WHAT THE EXERCISE ASKS - Retype the portion of the Betty Friedan profile from "In 1963, The" up to and including "as extremely problematic.", keeping every word and punctuation mark unchanged.

DOCUMENT EXTRACT -
- - - - - - -

Woman of the Month
Betty Friedan
By: Mary Elise Chavez
Posted January 2007

Betty Friedan Woman of the Month MaryElise Mary Elise

American feminist, activist, and writer. Philosopher of modern-day feminism. Her work, The Feminine Mystique, is regarded as one of the most meaningful and substantial works of our contemporary society. Those that knew her often referred to her as an extremely abrasive, intense, overpowering personality. Which is quite possibly what it took to do what she did. An extreme, male-inspired, dominant personality was needed for a woman to have the whirlwind impact on women's rights and liberties, as Betty Friedan did.

Perhaps her inspiration for The Feminine Mystique
, which focused on the idea of the burdened housewife, came from her mother, who quit her job as a women's page editor for a newspaper when she became pregnant with Betty. She saw her mother become frustrated with the transition and isolation of the housewife role, and when her mother took over the family shop, she seemed much more gratified from her new life outside of the home.

When Betty was a young woman, she was very active in Marxist and Jewish radical circles. In 1947, she was married to Carl Friedman, and she continued to work after they got married, which was rare at the time (they later divorced in 1969). When she became pregnant with her second child, she was fired from the union newspaper UE News in 1952.

In 1963, The Feminine Mystique was published, which was a reworked and expanded article which Betty turned into a book. Possibly her most well-known and quoted work throughout her lifetime, it focused on the roles of women in industrial societies, predominantly the housewife role which Betty saw as extremely problematic.

- - - - - - -

DATA FOR ANALYSIS -
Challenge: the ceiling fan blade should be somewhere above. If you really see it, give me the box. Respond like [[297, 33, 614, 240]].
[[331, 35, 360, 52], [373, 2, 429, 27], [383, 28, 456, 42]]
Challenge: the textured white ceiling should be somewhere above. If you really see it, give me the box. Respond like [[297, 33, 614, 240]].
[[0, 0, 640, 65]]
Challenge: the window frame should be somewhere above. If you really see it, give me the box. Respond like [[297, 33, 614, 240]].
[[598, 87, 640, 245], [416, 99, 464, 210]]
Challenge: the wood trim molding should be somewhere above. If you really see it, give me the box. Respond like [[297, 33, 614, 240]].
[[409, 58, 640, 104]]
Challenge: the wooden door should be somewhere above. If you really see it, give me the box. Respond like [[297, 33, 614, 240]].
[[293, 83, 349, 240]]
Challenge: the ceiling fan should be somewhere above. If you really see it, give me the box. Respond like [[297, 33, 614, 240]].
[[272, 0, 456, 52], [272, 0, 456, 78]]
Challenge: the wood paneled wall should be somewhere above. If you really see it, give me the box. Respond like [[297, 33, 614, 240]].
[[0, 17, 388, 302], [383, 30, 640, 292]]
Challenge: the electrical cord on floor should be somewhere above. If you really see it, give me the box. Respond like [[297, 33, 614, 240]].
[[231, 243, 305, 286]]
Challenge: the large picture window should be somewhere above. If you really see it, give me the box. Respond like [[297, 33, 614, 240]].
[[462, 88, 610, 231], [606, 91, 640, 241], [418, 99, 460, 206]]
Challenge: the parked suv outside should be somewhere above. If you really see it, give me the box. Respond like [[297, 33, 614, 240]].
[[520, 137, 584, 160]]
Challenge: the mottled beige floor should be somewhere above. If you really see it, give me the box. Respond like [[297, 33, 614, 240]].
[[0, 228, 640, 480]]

- - - - - - -

WRITTEN RESPONSE -
In 1963, The Feminine Mystique was published, which was a reworked and expanded article which Betty turned into a book. Possibly her most well-known and quoted work throughout her lifetime, it focused on the roles of women in industrial societies, predominantly the housewife role which Betty saw as extremely problematic.